Material shown –
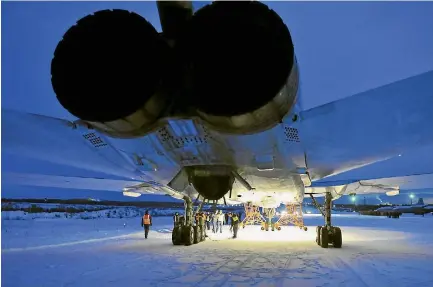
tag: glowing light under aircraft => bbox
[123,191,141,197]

--

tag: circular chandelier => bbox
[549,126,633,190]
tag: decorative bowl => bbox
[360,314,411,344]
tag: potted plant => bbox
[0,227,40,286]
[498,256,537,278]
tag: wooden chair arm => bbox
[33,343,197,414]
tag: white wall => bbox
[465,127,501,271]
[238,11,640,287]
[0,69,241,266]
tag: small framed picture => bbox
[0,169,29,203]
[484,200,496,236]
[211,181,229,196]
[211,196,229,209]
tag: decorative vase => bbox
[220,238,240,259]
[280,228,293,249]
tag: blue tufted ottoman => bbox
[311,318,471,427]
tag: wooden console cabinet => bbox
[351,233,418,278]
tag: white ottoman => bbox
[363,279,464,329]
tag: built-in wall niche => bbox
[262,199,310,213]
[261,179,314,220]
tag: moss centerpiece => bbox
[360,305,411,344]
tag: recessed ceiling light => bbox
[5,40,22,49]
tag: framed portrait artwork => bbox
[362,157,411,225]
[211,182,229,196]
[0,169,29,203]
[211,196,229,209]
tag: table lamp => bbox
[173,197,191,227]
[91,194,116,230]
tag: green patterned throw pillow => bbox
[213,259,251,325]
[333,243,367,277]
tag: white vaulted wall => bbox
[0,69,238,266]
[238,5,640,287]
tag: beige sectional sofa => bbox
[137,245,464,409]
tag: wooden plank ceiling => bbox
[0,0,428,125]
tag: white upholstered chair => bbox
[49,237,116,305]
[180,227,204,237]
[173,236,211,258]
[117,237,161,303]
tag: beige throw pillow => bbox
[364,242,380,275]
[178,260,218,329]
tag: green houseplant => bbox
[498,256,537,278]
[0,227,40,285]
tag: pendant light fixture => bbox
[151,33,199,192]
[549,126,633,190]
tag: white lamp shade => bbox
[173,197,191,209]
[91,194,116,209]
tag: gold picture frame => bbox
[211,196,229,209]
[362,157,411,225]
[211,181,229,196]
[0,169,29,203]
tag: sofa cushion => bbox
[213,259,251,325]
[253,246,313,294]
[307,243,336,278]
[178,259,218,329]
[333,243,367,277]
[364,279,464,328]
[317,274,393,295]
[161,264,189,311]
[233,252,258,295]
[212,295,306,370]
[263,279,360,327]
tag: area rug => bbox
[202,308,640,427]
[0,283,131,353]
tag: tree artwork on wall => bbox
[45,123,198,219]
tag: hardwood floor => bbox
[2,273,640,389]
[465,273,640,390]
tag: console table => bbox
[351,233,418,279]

The request – Swap "throw pillow" for "cushion" in the stretch from the line containing "tag: framed portrait artwork => bbox" through the line containing "[137,245,464,409]", and give back only those lines with everything else unchanged.

Completed task –
tag: framed portrait artwork => bbox
[362,157,411,225]
[211,182,229,196]
[0,169,29,203]
[211,196,229,209]
tag: table lamp => bbox
[173,197,191,227]
[91,194,116,230]
tag: green patterned cushion => bbox
[213,259,251,325]
[333,243,367,277]
tag: white vaulted wall => bbox
[0,69,238,266]
[238,5,640,287]
tag: beige sectional sofa => bbox
[137,245,464,409]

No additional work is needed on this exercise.